Records from a collection

-- Opening Marker --

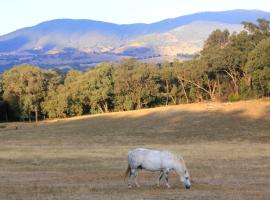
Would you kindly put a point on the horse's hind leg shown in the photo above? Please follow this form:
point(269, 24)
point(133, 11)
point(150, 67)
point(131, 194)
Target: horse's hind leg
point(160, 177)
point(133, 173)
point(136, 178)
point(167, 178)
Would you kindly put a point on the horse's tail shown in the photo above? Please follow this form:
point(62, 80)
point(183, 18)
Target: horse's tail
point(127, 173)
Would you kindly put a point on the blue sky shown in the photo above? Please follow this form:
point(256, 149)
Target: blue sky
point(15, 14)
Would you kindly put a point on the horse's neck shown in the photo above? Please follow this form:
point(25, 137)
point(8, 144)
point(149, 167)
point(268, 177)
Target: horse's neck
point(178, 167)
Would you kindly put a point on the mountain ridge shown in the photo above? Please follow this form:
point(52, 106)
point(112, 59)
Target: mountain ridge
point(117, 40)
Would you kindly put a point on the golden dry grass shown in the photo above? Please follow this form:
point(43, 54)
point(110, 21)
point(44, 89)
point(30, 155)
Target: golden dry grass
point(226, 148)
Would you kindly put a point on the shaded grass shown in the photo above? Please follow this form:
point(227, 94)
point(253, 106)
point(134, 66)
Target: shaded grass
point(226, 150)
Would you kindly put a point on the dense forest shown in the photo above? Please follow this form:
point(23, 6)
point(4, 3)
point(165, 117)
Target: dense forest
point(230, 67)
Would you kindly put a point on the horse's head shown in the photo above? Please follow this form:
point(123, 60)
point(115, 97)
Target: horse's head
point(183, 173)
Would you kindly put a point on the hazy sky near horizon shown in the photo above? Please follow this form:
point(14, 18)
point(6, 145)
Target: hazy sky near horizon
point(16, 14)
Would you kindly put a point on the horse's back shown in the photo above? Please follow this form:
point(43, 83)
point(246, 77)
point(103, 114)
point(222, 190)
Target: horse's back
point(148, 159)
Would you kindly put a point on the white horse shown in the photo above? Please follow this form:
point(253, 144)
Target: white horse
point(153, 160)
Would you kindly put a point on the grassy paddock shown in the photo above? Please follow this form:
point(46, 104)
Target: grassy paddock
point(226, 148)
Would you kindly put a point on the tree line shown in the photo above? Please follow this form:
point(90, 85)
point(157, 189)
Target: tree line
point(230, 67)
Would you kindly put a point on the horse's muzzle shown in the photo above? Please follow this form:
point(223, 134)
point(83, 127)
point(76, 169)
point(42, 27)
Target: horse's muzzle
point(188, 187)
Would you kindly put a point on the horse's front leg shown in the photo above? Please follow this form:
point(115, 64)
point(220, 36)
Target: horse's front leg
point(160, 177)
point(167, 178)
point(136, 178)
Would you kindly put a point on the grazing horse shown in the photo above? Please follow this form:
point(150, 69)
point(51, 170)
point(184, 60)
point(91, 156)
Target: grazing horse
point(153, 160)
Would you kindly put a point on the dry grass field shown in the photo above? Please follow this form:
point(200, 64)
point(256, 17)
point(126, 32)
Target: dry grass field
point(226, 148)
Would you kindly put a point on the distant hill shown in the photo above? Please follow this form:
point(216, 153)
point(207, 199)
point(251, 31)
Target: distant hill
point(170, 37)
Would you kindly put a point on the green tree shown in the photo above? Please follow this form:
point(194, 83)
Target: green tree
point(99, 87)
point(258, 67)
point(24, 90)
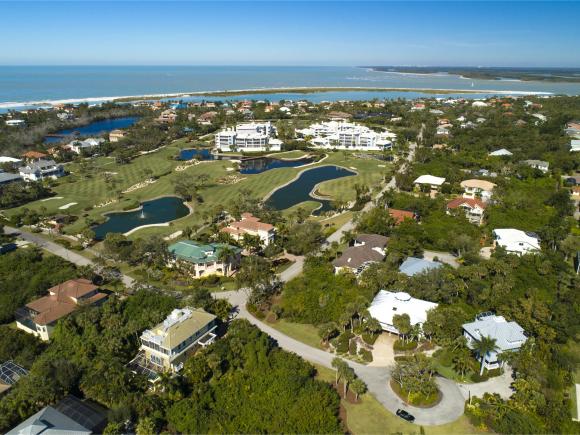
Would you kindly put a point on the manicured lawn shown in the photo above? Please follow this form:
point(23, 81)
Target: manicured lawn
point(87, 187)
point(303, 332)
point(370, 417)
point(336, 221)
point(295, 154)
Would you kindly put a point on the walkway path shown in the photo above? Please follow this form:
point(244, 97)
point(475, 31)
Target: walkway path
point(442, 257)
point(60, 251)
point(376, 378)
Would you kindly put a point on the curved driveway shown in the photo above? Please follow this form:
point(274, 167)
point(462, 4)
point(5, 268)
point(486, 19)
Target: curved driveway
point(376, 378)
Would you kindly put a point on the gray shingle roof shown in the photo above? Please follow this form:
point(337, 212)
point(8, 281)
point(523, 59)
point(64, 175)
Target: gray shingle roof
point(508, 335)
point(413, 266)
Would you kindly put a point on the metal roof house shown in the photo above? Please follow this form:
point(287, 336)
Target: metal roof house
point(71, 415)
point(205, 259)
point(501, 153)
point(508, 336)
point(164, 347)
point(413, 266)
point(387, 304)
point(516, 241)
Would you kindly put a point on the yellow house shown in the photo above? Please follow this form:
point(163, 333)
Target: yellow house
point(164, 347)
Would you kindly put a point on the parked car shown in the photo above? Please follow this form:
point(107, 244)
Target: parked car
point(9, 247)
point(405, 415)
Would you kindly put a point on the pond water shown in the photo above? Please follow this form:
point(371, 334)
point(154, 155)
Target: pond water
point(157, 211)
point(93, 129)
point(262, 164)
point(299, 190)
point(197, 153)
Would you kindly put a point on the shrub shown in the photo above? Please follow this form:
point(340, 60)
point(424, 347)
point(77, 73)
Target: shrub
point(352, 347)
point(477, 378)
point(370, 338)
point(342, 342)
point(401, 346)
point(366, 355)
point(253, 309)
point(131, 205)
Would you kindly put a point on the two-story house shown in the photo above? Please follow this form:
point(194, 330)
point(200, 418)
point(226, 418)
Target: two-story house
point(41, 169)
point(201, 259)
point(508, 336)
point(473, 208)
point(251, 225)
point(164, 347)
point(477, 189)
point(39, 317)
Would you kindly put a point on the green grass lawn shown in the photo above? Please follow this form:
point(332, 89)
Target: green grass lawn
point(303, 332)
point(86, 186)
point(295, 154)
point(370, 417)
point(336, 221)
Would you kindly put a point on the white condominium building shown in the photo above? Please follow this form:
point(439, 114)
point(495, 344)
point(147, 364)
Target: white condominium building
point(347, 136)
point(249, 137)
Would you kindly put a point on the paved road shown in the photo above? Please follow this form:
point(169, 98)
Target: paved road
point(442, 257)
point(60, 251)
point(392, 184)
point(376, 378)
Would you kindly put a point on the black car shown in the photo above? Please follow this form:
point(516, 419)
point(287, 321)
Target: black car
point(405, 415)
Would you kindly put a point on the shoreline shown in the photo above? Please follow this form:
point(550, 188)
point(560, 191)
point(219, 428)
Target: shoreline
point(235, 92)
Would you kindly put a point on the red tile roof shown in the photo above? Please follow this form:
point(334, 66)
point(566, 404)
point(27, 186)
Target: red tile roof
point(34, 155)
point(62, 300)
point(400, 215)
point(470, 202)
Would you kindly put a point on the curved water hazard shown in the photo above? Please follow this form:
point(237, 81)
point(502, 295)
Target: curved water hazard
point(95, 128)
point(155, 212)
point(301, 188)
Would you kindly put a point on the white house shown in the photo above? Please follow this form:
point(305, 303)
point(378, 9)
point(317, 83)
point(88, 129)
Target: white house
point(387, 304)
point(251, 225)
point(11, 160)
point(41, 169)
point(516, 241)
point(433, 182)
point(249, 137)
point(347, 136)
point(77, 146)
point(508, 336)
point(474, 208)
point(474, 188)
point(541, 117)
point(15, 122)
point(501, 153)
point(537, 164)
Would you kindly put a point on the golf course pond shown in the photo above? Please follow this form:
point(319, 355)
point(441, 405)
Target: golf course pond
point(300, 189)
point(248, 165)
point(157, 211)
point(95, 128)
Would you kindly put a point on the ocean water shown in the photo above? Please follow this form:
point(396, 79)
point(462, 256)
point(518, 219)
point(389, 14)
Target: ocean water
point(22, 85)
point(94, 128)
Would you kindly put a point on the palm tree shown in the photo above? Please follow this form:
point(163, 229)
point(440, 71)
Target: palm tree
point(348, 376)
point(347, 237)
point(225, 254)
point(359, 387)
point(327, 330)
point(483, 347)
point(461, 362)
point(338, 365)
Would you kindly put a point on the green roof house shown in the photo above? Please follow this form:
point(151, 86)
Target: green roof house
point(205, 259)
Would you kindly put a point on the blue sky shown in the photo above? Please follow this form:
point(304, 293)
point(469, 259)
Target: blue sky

-- Closing Marker --
-- Opening Marker --

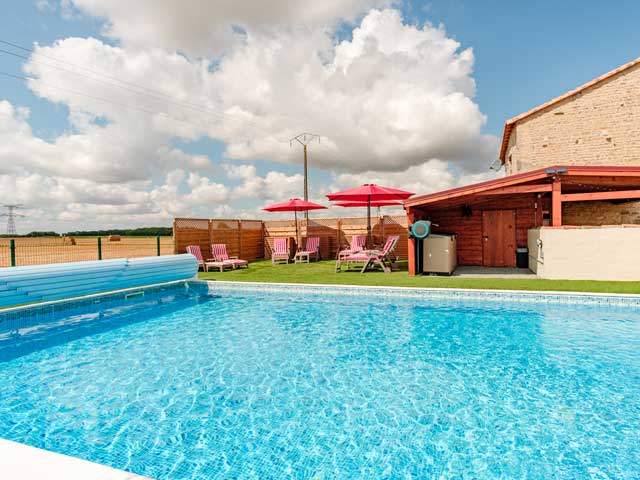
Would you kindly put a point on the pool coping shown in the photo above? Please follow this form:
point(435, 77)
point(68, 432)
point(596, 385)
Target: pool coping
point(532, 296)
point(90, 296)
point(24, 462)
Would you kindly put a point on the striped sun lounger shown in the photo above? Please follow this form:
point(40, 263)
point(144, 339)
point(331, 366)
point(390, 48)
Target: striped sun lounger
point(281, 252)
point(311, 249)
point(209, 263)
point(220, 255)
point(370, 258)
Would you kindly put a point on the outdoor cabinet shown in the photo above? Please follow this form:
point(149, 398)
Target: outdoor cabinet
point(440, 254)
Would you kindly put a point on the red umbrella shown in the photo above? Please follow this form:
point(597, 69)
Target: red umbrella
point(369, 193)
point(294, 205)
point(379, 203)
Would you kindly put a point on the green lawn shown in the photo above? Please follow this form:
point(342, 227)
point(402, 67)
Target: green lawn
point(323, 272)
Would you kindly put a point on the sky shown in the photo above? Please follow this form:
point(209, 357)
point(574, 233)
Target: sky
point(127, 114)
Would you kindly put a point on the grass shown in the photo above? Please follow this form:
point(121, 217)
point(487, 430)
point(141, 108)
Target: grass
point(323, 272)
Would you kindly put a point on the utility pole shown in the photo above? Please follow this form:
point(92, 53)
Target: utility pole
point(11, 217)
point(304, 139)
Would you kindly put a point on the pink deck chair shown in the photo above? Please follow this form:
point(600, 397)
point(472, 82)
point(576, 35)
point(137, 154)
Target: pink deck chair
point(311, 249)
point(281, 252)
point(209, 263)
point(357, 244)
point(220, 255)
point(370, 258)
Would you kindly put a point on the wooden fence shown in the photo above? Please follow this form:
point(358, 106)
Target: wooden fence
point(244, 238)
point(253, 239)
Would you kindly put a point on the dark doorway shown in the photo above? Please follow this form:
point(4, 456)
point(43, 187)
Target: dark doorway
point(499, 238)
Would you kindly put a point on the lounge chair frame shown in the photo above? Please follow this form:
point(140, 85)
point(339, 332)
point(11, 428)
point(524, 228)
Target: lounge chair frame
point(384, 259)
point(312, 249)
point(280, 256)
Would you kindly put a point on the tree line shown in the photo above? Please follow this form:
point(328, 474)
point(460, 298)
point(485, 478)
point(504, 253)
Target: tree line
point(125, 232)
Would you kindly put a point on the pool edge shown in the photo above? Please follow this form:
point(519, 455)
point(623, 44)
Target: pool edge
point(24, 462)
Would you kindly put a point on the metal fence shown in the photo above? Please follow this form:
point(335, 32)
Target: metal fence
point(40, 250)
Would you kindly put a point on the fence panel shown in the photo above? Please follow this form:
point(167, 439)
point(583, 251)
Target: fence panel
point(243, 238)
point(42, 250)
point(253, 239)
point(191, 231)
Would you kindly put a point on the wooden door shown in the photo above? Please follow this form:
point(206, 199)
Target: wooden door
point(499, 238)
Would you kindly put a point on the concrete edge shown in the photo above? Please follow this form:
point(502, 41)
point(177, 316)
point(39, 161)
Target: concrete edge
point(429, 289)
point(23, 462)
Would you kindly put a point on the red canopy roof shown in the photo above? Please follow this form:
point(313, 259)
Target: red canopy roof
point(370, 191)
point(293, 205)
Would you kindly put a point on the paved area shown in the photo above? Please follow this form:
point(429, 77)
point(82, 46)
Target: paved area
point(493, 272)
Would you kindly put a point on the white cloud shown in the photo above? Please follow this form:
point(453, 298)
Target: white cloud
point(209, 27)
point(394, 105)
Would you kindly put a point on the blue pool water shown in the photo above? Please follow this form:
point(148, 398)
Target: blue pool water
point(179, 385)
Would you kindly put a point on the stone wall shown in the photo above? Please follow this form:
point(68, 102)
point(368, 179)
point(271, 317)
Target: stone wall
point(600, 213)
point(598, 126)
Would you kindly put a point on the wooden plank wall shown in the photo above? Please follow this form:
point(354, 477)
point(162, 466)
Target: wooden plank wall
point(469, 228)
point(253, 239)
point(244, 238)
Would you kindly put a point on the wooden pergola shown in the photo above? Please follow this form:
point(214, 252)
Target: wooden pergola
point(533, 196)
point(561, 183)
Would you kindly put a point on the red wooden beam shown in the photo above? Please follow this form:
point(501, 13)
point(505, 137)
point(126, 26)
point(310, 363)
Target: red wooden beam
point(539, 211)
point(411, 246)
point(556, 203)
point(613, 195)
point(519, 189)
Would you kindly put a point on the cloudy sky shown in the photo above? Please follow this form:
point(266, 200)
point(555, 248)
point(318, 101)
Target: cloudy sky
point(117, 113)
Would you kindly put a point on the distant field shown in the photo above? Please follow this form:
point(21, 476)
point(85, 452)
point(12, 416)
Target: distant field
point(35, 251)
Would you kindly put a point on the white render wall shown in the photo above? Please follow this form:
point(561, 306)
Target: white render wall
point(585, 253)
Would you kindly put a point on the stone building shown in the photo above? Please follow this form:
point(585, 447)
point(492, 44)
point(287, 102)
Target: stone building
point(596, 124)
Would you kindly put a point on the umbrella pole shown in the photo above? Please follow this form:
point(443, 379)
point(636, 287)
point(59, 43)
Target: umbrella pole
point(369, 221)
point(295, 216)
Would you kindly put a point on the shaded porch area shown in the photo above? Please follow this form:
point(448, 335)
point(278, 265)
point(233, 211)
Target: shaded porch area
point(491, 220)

-- Closing Marker --

■ Exercise goal ■
Among the records above, extract exactly the lines from the line with "Would you kindly put a point on the horse's hind" to the line with "point(115, 97)", both lines included, and leave out the rest.

■ Exercise answer ■
Would you kindly put a point on the horse's hind leg shown in the photo above? Please follow this form:
point(269, 24)
point(133, 11)
point(150, 67)
point(131, 194)
Target: horse's hind leg
point(160, 177)
point(133, 173)
point(136, 178)
point(167, 178)
Would you kindly put a point on the horse's tail shown in the photo above? Please follow this form:
point(62, 80)
point(183, 18)
Target: horse's tail
point(127, 173)
Would you kindly put a point on the blue sky shown in the photo above? Please follow this form:
point(256, 149)
Target: blue sky
point(15, 14)
Would you kindly put a point on the horse's neck shown in the photo above? Please follow this form:
point(25, 137)
point(8, 144)
point(149, 167)
point(268, 177)
Target: horse's neck
point(178, 167)
Would you kindly put a point on the mountain ridge shown in the photo above? Please follow this form:
point(52, 106)
point(112, 59)
Target: mountain ridge
point(117, 40)
Would you kindly put a point on the golden dry grass shown in the photo above? Please follow this form:
point(43, 54)
point(110, 21)
point(44, 89)
point(30, 155)
Target: golden dry grass
point(226, 148)
Would you kindly put a point on the shaded grass shown in the photo above? Please follow this form:
point(227, 94)
point(253, 106)
point(134, 66)
Target: shaded grass
point(226, 150)
Would you kindly put a point on the dense forest shown in the photo above? Please follow this form:
point(23, 6)
point(4, 3)
point(165, 117)
Target: dense forest
point(230, 67)
Would you kindly put a point on the horse's head shown in the photo above? Please follow this form:
point(123, 60)
point(115, 97)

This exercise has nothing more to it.